**DESCRIPTION OF THE TASK:** Write out the line with "Our analyst would like the uniformed" and every later line through the end of the data below, exactly as given, with no pictures in the copy.

**DATASET EXTRACT:**
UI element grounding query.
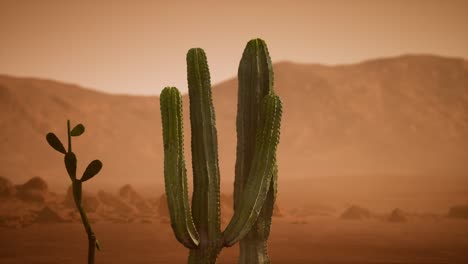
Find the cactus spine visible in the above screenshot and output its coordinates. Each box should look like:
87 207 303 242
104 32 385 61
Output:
46 120 102 264
160 39 282 264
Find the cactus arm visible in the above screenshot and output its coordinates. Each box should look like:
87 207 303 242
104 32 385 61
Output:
234 39 273 210
224 95 282 246
238 164 277 264
187 48 221 259
160 87 199 248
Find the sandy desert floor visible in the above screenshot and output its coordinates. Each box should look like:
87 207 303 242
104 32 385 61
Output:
0 216 468 264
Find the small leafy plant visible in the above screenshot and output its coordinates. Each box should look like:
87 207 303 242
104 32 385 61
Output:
46 120 102 264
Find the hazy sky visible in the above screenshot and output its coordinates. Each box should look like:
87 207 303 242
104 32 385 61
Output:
0 0 468 94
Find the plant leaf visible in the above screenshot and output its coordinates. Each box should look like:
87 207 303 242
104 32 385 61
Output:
81 160 102 182
64 152 76 181
70 124 84 137
72 181 82 205
46 133 67 154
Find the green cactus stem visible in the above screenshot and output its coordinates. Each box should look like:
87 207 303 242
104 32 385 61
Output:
46 120 102 264
234 39 278 264
160 38 282 264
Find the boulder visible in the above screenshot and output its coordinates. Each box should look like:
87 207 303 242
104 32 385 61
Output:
63 186 99 213
341 205 371 220
0 177 15 199
33 206 65 224
97 191 137 218
387 208 408 223
119 184 151 213
448 204 468 219
16 177 48 204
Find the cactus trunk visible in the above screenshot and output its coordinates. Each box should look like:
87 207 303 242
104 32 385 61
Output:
234 39 277 263
160 40 282 264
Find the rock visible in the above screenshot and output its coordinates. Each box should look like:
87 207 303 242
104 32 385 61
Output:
448 204 468 219
33 206 65 224
97 191 137 218
341 205 371 220
16 177 48 204
273 201 284 217
0 177 15 199
119 184 151 213
63 186 99 213
387 208 408 223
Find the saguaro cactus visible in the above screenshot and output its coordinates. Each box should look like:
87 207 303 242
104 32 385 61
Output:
160 39 282 263
46 120 102 264
234 39 278 264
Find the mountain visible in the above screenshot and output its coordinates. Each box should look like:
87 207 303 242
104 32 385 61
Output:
0 55 468 195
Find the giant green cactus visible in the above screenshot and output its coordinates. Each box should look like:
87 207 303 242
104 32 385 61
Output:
46 120 102 264
160 39 282 263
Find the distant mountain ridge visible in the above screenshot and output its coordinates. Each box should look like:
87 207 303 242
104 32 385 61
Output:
0 55 468 194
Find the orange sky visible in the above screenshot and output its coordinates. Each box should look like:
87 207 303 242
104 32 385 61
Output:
0 0 468 94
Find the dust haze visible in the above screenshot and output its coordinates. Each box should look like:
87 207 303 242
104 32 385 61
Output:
0 55 468 264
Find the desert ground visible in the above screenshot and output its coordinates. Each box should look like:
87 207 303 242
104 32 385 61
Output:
0 55 468 264
0 175 468 264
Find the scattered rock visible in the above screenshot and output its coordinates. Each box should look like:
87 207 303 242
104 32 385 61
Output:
341 205 371 220
16 177 48 204
289 219 308 225
119 184 151 213
0 177 15 199
448 204 468 219
63 186 99 213
273 201 284 217
33 206 65 224
387 208 408 223
98 191 137 218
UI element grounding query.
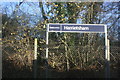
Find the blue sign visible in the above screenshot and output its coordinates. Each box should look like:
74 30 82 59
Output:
48 24 105 33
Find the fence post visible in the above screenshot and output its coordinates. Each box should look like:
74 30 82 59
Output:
33 38 37 78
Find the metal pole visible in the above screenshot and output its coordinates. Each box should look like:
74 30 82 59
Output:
46 24 49 78
46 24 49 59
105 25 110 78
33 38 37 78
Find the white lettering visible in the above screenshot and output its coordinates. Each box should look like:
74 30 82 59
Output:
64 26 89 30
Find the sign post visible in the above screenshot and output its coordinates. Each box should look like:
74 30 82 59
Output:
46 23 110 78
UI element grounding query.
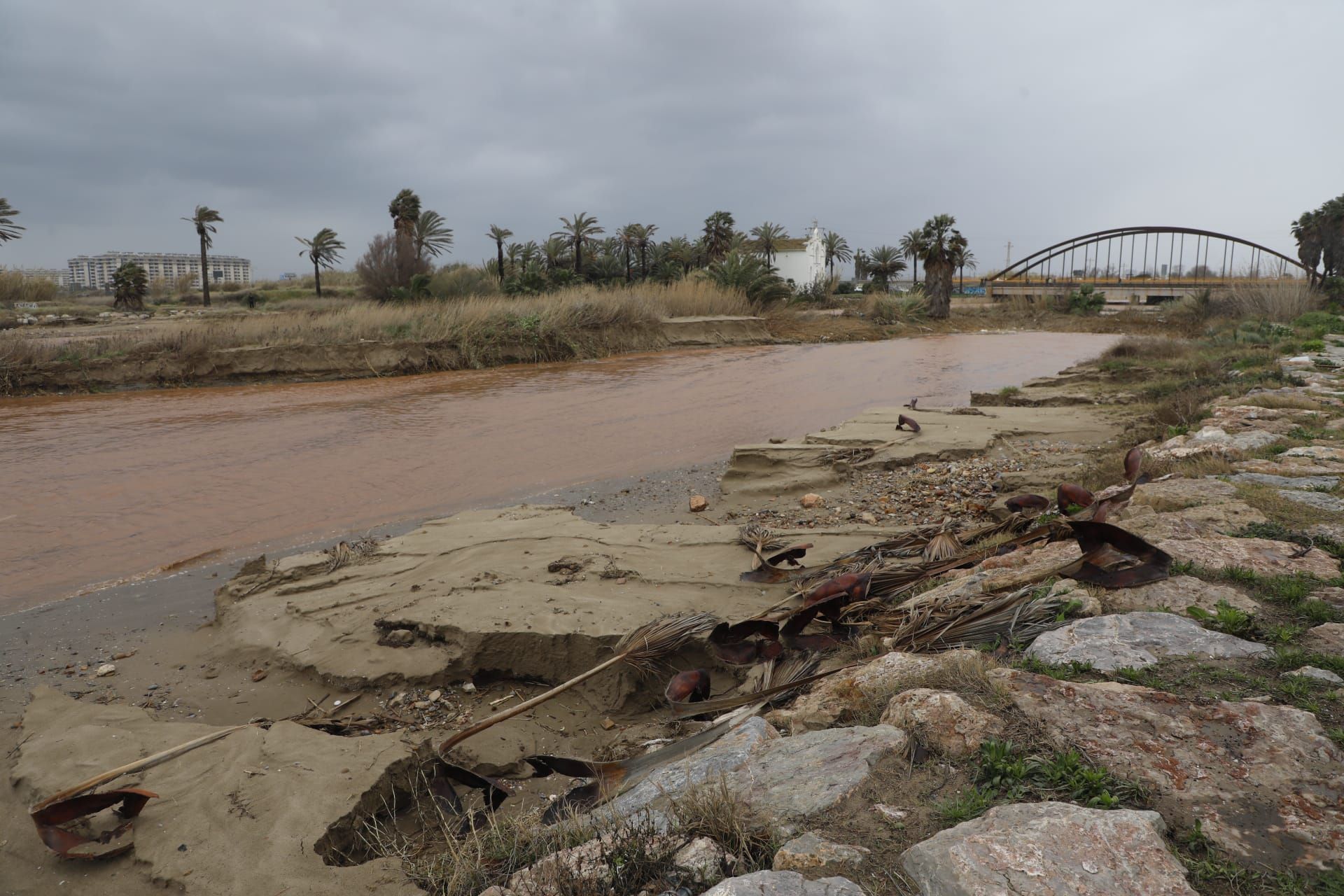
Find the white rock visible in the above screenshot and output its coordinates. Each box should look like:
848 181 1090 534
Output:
1280 666 1344 685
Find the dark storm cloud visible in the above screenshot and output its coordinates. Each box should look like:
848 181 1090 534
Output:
0 0 1344 275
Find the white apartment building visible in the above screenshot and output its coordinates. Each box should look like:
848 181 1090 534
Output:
67 253 251 289
0 267 70 286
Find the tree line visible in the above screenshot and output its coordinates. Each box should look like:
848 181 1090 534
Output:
1293 195 1344 294
0 188 976 317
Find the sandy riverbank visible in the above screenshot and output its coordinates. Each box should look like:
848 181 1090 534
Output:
10 332 1344 893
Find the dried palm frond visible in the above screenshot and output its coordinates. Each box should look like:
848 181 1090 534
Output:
922 526 965 563
879 584 1068 653
738 523 783 554
438 612 718 754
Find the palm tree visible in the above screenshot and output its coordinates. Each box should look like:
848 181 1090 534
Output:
634 224 659 279
706 253 793 307
662 237 695 274
485 224 513 284
0 196 27 243
919 215 966 318
111 262 149 312
751 222 789 265
387 188 419 237
294 227 345 298
617 224 643 284
951 246 976 293
704 211 734 265
864 246 906 291
183 206 225 307
897 227 923 285
821 230 853 276
412 208 453 258
551 212 606 274
517 239 542 270
542 234 566 273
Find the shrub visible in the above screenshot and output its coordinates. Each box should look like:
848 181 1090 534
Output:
706 253 792 307
863 293 929 325
355 234 428 302
0 270 60 307
428 265 500 298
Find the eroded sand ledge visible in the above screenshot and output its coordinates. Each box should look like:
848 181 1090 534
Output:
722 407 1116 496
215 506 881 699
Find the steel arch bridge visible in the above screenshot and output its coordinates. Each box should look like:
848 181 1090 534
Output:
995 227 1306 281
985 227 1309 304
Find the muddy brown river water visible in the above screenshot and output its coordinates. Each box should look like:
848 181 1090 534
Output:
0 333 1117 614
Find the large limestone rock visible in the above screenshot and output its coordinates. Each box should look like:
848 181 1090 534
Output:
771 830 872 877
612 716 780 816
900 802 1195 896
1302 622 1344 657
1278 489 1344 513
1027 612 1271 672
703 871 864 896
766 652 980 734
1233 459 1344 477
989 669 1344 869
1282 444 1344 461
1156 535 1340 579
1100 575 1261 615
1121 501 1268 541
9 688 421 896
1130 479 1236 513
1227 473 1340 489
610 719 909 826
724 725 909 822
882 688 1004 759
1149 426 1281 459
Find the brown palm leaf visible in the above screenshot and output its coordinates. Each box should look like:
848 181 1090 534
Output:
438 612 718 754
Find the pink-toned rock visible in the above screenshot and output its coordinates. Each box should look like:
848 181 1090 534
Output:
989 669 1344 869
1302 622 1344 657
764 650 983 734
900 802 1195 896
882 688 1004 759
1157 535 1340 579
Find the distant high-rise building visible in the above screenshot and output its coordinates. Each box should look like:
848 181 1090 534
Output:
0 267 70 286
69 253 251 289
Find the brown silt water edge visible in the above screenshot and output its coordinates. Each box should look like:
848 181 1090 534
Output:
0 333 1116 614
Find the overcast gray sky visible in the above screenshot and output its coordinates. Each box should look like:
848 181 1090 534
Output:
0 0 1344 276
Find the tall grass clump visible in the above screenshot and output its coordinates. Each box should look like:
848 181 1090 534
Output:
0 279 751 370
863 291 929 325
0 270 60 307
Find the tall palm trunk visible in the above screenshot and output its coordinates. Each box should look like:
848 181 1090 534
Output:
925 260 951 320
200 234 210 307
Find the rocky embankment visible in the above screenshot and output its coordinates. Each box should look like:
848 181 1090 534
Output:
12 351 1344 896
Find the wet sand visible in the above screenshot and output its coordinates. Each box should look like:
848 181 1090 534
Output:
0 333 1116 614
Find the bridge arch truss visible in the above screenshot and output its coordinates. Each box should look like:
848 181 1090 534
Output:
993 227 1308 284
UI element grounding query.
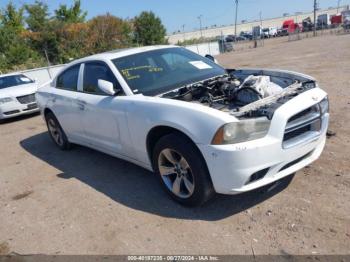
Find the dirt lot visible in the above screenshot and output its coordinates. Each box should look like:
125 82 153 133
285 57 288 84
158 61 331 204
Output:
0 32 350 254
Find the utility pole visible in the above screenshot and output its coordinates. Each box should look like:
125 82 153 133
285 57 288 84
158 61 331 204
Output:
197 15 203 38
235 0 238 42
314 0 317 36
182 25 186 41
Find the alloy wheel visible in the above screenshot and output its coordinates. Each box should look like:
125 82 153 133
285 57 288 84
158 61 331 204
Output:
158 148 195 198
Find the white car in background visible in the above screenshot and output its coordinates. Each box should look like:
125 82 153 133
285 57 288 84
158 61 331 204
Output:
0 74 39 120
36 46 329 206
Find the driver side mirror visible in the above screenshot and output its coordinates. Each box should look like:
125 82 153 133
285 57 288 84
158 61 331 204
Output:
97 79 115 96
205 54 218 64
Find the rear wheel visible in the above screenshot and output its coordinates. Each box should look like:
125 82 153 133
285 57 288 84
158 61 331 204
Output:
153 134 214 206
45 112 71 150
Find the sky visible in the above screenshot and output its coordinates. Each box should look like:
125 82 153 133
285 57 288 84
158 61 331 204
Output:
0 0 350 34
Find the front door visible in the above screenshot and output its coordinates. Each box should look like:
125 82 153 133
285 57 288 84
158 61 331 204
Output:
77 62 124 154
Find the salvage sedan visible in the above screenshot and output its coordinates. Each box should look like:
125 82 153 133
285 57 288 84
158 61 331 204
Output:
36 46 329 206
0 74 39 120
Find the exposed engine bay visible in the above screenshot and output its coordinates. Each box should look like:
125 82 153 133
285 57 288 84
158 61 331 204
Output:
162 70 315 119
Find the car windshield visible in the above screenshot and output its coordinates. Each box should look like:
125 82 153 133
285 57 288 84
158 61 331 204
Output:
0 75 34 89
113 47 226 96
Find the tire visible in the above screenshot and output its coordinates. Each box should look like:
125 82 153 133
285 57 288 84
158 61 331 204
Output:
45 112 71 150
153 133 215 207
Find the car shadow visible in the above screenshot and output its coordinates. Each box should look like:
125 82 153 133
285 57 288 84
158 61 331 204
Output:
0 112 40 125
20 132 292 221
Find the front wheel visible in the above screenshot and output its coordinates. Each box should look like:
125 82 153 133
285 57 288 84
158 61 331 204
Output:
153 134 214 206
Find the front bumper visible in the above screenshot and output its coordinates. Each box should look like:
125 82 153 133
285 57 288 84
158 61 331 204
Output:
0 100 39 119
198 88 329 194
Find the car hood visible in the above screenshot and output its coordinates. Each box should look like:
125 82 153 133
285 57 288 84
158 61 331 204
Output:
0 83 38 98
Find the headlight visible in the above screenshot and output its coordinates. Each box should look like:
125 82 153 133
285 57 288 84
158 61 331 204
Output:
320 96 329 115
212 117 270 145
0 97 13 105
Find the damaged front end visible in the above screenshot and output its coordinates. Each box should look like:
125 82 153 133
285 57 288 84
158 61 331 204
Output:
162 69 316 120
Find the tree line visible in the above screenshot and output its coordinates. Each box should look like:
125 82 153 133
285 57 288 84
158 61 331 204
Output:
0 0 167 73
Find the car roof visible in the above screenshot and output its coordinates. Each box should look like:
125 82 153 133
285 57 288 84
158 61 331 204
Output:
69 45 179 65
0 72 29 78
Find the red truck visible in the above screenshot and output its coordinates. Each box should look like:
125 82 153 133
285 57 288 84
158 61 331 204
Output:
280 19 301 36
331 14 343 26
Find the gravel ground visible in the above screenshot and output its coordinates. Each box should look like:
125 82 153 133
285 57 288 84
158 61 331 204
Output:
0 35 350 254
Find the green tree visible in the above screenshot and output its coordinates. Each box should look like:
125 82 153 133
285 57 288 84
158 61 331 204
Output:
134 12 166 45
55 0 87 23
0 2 24 32
24 0 49 32
86 13 132 53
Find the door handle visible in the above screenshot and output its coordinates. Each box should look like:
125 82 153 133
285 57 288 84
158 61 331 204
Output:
77 100 86 110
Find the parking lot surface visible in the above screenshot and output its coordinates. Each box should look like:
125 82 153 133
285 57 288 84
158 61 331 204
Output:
0 35 350 255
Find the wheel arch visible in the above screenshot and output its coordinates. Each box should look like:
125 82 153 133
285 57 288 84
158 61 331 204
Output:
146 125 211 180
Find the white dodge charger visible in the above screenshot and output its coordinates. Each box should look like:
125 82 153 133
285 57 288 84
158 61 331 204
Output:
36 46 329 206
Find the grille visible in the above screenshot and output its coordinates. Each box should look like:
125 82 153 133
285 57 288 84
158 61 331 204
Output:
17 94 35 104
278 151 313 172
283 104 321 145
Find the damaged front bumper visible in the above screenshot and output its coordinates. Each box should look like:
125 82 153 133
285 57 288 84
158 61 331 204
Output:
198 88 329 194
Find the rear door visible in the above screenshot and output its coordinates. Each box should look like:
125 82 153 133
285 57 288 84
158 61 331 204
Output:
77 61 126 154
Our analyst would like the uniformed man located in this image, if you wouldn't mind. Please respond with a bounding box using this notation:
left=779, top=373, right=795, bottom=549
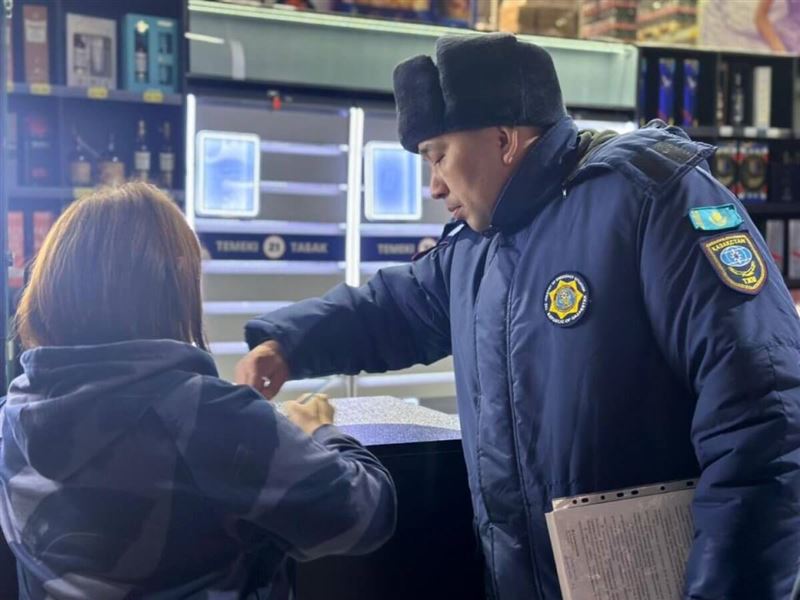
left=237, top=34, right=800, bottom=600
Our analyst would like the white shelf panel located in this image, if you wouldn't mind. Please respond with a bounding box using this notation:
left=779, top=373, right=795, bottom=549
left=357, top=371, right=456, bottom=390
left=361, top=223, right=444, bottom=239
left=195, top=218, right=345, bottom=235
left=260, top=181, right=347, bottom=197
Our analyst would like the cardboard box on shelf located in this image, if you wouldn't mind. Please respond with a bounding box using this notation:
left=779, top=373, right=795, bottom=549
left=122, top=14, right=180, bottom=93
left=753, top=66, right=772, bottom=128
left=738, top=142, right=769, bottom=203
left=22, top=4, right=50, bottom=83
left=499, top=0, right=579, bottom=38
left=8, top=210, right=25, bottom=288
left=766, top=219, right=786, bottom=273
left=33, top=210, right=56, bottom=255
left=681, top=58, right=700, bottom=127
left=5, top=21, right=14, bottom=81
left=711, top=142, right=739, bottom=196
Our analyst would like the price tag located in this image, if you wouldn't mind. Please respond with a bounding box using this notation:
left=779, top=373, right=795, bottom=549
left=86, top=85, right=108, bottom=100
left=31, top=83, right=53, bottom=96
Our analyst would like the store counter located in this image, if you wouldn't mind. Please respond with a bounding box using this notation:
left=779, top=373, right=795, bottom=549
left=296, top=397, right=484, bottom=600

**SOLUTION TO THIS EXERCISE:**
Our analyst would like the uniformed man located in this image, if you wouldn't mind. Please respond with a bounding box using this notation:
left=779, top=373, right=795, bottom=549
left=237, top=34, right=800, bottom=600
Our analyst would like the white shelf panel located in this image, if you wouldn't mind. Please respond with a bounding box using this notation:
left=779, top=373, right=795, bottom=549
left=357, top=371, right=456, bottom=390
left=361, top=223, right=444, bottom=239
left=195, top=218, right=345, bottom=235
left=260, top=181, right=347, bottom=197
Our analyst would like the cardboard box on shelf located in this image, if you wouldn't mind. Please respond with a bounding box using this notation:
left=779, top=373, right=795, bottom=549
left=122, top=14, right=180, bottom=93
left=753, top=66, right=772, bottom=128
left=738, top=142, right=769, bottom=203
left=22, top=4, right=50, bottom=83
left=499, top=0, right=579, bottom=38
left=8, top=210, right=25, bottom=288
left=766, top=219, right=786, bottom=273
left=33, top=210, right=56, bottom=255
left=681, top=58, right=700, bottom=127
left=5, top=21, right=14, bottom=81
left=711, top=142, right=739, bottom=196
Our analyst would like the price tag located in this image, if you wouldn't mind. Please respond with a bounding box using this notation:
left=779, top=373, right=795, bottom=549
left=86, top=85, right=108, bottom=100
left=31, top=83, right=53, bottom=96
Our analyst would like the store counter located in this image, if you wouldn't mind. Please respond with a bounding box using this notation:
left=779, top=373, right=795, bottom=549
left=296, top=397, right=484, bottom=600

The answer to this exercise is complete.